[TASK INSTRUCTIONS]
Repeat the listing word for word. No pictures belong in the copy.

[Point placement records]
◇ ◇ ◇

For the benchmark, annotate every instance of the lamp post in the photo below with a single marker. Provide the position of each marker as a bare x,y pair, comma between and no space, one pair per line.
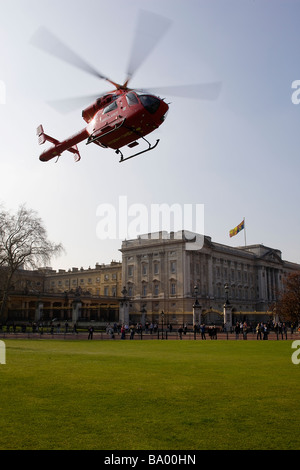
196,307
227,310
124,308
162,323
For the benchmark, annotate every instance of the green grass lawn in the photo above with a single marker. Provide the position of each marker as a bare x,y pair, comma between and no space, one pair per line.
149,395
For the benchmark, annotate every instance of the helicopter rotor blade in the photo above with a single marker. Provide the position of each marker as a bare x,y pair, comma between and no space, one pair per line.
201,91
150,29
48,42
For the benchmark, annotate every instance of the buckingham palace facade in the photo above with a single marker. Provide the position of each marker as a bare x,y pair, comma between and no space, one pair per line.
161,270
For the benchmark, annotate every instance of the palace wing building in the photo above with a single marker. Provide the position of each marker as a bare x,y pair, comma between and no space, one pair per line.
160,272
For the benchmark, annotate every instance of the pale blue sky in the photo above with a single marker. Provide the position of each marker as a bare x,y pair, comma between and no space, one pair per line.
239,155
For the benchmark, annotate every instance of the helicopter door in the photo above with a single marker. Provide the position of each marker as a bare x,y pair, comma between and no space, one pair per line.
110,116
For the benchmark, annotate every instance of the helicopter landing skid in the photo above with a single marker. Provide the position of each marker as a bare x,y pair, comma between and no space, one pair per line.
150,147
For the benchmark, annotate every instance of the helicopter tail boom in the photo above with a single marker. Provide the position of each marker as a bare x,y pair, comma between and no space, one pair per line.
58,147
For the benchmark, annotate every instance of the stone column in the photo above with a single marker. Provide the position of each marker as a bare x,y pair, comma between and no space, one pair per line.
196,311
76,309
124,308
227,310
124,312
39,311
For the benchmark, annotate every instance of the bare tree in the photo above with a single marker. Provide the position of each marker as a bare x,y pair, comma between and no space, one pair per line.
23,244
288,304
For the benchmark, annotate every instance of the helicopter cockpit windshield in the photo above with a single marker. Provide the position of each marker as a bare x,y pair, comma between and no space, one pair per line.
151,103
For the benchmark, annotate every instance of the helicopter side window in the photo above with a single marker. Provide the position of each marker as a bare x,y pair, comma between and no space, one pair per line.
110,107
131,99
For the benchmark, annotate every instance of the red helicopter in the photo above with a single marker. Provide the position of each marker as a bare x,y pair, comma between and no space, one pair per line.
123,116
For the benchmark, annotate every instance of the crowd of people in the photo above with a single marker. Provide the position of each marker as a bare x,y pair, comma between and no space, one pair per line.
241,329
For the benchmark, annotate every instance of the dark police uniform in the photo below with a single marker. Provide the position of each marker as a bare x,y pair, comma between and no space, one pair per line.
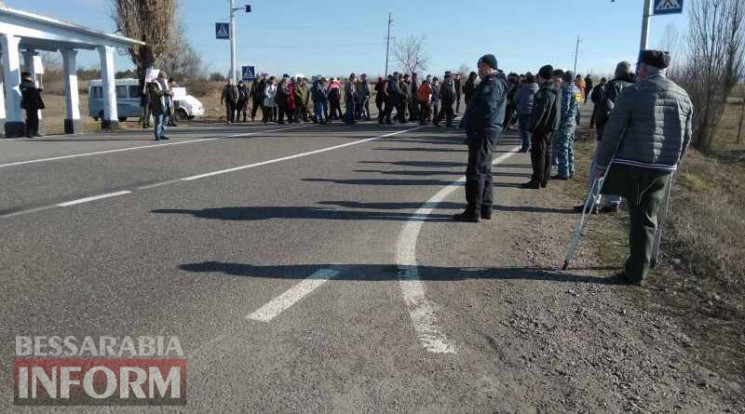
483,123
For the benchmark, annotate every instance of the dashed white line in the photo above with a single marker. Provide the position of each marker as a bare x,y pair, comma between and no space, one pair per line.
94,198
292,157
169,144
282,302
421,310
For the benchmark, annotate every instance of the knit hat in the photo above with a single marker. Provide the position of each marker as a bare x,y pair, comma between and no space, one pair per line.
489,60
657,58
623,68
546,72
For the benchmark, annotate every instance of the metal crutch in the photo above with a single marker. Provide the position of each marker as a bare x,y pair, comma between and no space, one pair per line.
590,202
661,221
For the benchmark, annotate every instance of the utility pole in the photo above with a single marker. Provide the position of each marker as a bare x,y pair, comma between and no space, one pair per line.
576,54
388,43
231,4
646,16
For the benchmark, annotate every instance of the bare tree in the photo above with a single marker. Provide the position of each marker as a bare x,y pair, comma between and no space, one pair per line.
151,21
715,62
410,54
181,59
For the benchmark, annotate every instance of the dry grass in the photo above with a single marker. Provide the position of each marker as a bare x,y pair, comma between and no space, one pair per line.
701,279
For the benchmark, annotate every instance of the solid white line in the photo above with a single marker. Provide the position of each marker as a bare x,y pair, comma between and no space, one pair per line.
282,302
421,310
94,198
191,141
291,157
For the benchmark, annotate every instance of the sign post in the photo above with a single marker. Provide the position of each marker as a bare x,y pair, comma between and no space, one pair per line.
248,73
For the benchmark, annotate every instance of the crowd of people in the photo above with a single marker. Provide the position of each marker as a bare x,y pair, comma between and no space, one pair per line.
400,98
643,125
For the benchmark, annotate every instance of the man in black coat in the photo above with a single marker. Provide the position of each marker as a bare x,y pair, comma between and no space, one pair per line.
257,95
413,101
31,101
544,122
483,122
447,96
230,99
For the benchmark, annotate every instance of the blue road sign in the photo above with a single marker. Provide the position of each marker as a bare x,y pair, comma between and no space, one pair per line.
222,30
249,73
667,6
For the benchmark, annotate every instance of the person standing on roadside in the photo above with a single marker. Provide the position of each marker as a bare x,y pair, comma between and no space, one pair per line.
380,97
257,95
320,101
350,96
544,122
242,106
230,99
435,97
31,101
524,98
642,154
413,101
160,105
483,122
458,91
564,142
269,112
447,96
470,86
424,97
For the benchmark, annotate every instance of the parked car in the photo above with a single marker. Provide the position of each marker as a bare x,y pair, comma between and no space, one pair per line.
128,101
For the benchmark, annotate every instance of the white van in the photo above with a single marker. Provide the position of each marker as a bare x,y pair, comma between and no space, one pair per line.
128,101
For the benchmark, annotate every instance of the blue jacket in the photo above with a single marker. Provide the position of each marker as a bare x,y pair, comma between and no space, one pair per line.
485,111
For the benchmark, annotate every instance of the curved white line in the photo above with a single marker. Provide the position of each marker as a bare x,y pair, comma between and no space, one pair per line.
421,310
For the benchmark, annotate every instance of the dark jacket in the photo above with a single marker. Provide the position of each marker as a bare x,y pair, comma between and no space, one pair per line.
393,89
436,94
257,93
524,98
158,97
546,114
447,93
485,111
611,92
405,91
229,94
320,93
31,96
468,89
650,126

◇ ◇ ◇

[OUTPUT]
For the benchmark, annotate every instance of the lamp post in the photo below with a single marker. Provide the position of each marker as a bare x,y pair, comma between and no space, one pair per line.
196,307
227,310
124,308
162,323
For the benchmark, annotate every instance of the green grass lawn in the photo above with a single marker. Provide the position of each marker as a bare x,y pair, comma between and no space, one pair per line.
149,395
For the benchmark, annotate every instance of the helicopter rotor blade in the photo above with a single marker. Provide the position of each marker as a bare x,y pair, comma between and no space, one pair per line.
201,91
150,29
48,42
For the benchmark, annotate every instance of the buckingham palace facade in the photo above with a single marker. Provide the position of each marker as a bare x,y pair, comma between and no space, one pair per line.
161,270
For the benchmark, annotate every instance of the palace wing building in the photo above with a single marker. Provide the position of each marker as a bare x,y pair, comma between and no space, one pair per line.
160,272
For the benchmark, annotate every instance of the pale blue sky in the photo above with a single marker. Provide the position of each marker as a bare x,y pair, comma between and no space, one pair per line.
239,155
For the benchmark, annotate every instance of the helicopter door in the photo above with a single marker. Provide the position of each marker as a bare x,y pair, comma between and no space, one pair per line.
110,116
For the benchmark, annotate every instance of the helicopter landing skid in the photo above with a single marker. Provide the position of each marker as a bare x,y pair, comma between and no space, one pair per line.
150,147
For the benchmark, annotate every instance of the helicopter tail boom in the photo above with a single marker. Provide the position of each marker as a bare x,y pair, comma between and no space, one pair per line.
58,147
For the benchmark, annotate every instance of the stone column in the photo above with a single marker. Provide the position of each marker as a bare x,y pair, comma between and no space, one pair per line.
196,311
76,309
124,308
227,310
124,312
39,311
For the benchmark, annotate every instance of the bare tree in the photo above with a single marker. Provide the position of each marker as a bare x,y pair, comma between and no space, one pair per line.
23,244
288,304
For the benchmark, annotate every instance of the helicopter cockpit windshield in the photo above with a single marker. Provide the position of each marker as a bare x,y pair, comma between and no space, one pair per line.
151,103
For the benchmark, annotate every instance of the helicopter side window in the photo above with a single marker. Provide the position of each marker as a bare x,y pair, comma between and no space, one pair per line.
110,107
131,99
For the benchmark, annotate every instance of the red helicopter in the photo above with a single marker. Provide the position of each marker as a bare x,y pair, comma between and no space, one pair per line.
123,116
For the benchmark, annotate every instance of the crowd of people in the photo above with a single marker. Provide the position of each marker as a bare x,y pair, comma between and no space, one pair per line.
241,329
For the benchmark, annotate every instance of the dark police uniform in the photo below with a single marker. Provide the position of each marker as a bare x,y pair, comma between and no space, one pair per line.
483,123
For the benchmark, annotate every instance of the dashed white line in the photo above with a single marker. Provide the position of each marker as a bare x,y pair, comma between and no space, one pair per line.
94,198
292,157
169,144
282,302
421,310
For the benchmark, annotate every instance of the knit hat in the photo above with a single marker. Provide the position of each marker as a bare x,y pair, comma between and no space, one pair per line.
489,60
657,58
623,68
546,72
For the benchmark, annotate every instance of the metal crutch in the photo above with a single marker. Provide the position of each marker as a bare x,y pair, comma between and no space, one pair per line.
590,202
661,221
For the benchmark, annotate every instance of the utility pole in the photo above with a single marker. Provide the position of each marker as a bare x,y pair, comma between and no space, one pair per line.
576,54
388,43
231,4
646,16
For the benchmark, annotate every instance of the bare tree in the photo above with a single marker. Provide the position of each marker as a bare x,y pair, comma between and no space, one pair per line.
151,21
715,62
410,54
181,59
For the benchmark, annotate every instance of the dry grass in the photo above with a single marker. Provide the position of each marker as a bare x,y pair, comma between and no space, one pair per line.
701,279
For the benchmark, annotate every instance of the solid white line in the photo above with a single marker. Provide the position of each marker as a bare x,y pair, comma between and no space, one pair per line.
282,302
421,310
94,198
191,141
291,157
For the benchmark, annotate every instance of the sign post in the photo above with a single marker. Provide the position of each marker as a bare x,y pair, comma between and no space, one pair per line.
248,73
For the benchmark, annotate every instance of the crowd of people in the photo above with a single marker. Provide the position of each marker as a bare x,y pair, comma between and no space, one pair per line.
400,98
643,125
For the benchmark, annotate every instance of the man in black coat in the photo above with a single marker. Provide the position of each marker as a bare x,y pair, comma between and no space, one pair per line.
257,95
413,101
31,101
544,122
483,122
447,96
230,99
For the benchmark, annotate every instance of the blue road sign in the photo above with a single marker. Provide the position of each marker as a bare x,y pair, comma between and no space, one pair per line.
222,30
249,73
667,6
For the benchmark, annotate every instance of the person standing on roadside in the photo above with a single marker. Provide the position of each marker as a bare x,y pair, comma between and no space, one pair per line.
380,97
257,95
320,101
350,96
544,122
242,106
230,99
435,97
31,101
524,98
642,154
413,101
160,105
483,122
458,91
564,142
269,112
447,96
470,86
424,97
For the benchmark, annotate every instance of the parked car in the photo above with a single marker. Provide the position of each marker as a bare x,y pair, comma between and no space, one pair per line.
128,101
For the benchmark, annotate every instance of the white van in the photo above with a single marker. Provide the position of each marker as a bare x,y pair, comma between and no space, one pair per line.
128,101
For the benchmark, annotate every instance of the blue jacket in the photo above with a single marker. Provide the position of each marker as a bare x,y pair, comma between and no space, one pair per line.
485,111
For the benchmark, annotate every instance of the curved white line in the photo above with a single marker. Provide the position of each marker as a bare x,y pair, comma between and no space, one pair per line.
421,310
For the benchmark, annotate every instance of the dark jacket in the photo above with a single marker. Provide the position of each marker as a bare x,y pair, comma between and no space, one pair per line.
393,89
436,94
257,93
524,98
158,97
546,114
447,93
485,111
611,92
405,91
229,94
320,93
31,96
468,89
650,126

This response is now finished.